Accordingly, the IG made 11 suggestions for improvements. And how did
the Enforcement Division respond? It agreed to one of the IG's
recommendations, and declined to move on the rest.
I have been around Washington and the Senate for 36 years, but rarely
have
[[Page S3537]]
I seen an inspector general's call for action so summarily dismissed.
In its comments to the IG report, the SEC Enforcement Division
stated:
there is hardly unanimity in the investment community or the
financial media on either the prevalence, or the dangers, of
``naked'' short selling.
I ask my colleagues: Why would the SEC Enforcement Division want to
wait until there is unanimity in the investment community and the
financial media to enforce the law? Why would the SEC Enforcement
Division in its comments to the IG report want to give a virtual
``green light'' to continued abusive naked short selling? That is an
enforcement division that is not worthy of its name.
In the IG's response to the Enforcement Division, the IG notes that
it is ``disappointed'' that the Enforcement Division only concurred
with one of the 11 recommendations in the audit report. The IG is
``particularly concerned'' that the Enforcement Division did not concur
in its first three recommendations--that the Division should develop a
written in-depth triage analysis for naked short selling complaints.
Moreover, the IG notes:
SEC has repeatedly recognized that naked short selling can
depress stock prices and have harmful effects on the market.
In adopting a naked short selling antifraud rule, Rule 10b-
21, in October 2008, the Commission stated, `We have been
concerned about ``naked'' short selling and, in particular,
abusive `naked' short selling, for some time.
Where does this leave us, Mr. President? We have an SEC that is
ostensibly concerned about abusive naked short selling, but we have an
enforcement division--after receiving literally thousands and thousands
of complaints about naked short selling--that has brought no
enforcement actions and doesn't take seriously an IG audit and
recommendations.
This is an outrage.
I want to be clear, this was the record from a review of last year's
examination of short selling complaints. This is an issue Mary
Schapiro, the new SEC chair, has inherited. She just got to the SEC.

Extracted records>
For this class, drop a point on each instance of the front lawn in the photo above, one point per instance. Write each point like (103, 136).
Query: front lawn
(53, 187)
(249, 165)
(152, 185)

JOB> Carry on the Senate speech about SEC enforcement against naked short selling, starting after its last sentence.

OUTPUT BELOW>
But this is a strong indication of the need for real leadership at the
SEC. Unless and until that happens, investors will have reason to worry
that markets are not yet free of manipulation and abuse.
Of all the challenges confronting our financial system, none is more
important than restoring investors' trust and confidence in the
market--the belief that the game isn't rigged against them. After the
disastrous and unprecedented losses of the past year, millions of
Americans will refuse to put their resources back into the stock market
until they believe the system is once again sound, fair and adequately
overseen by the SEC.
In the not-so-distant past, a strategy of long-term buying-and-
holding offered a roadmap for comfortable living in retirement and the
ability to provide to our children and grandchildren that all-important
economic head start in life.
Then, the market valued companies based on economic fundamentals and
expected future profits.
Today, too many people view the stock markets as another gambling
casino, dominated by volatility and susceptible to predatory short
sellers who profit from false rumors and bear raids.
To restore faith in our securities markets, the Securities and
Exchange Commission urgently needs to reflect a clear commitment to
meaningful change.
It is time to restore the integrity, efficiency and fairness of our
securities markets by preventing manipulative short selling, ensuring
that the market fairly values the actual shares issued by a company,
and outlawing the creation of ``phantom shares'' by abusive short
sellers.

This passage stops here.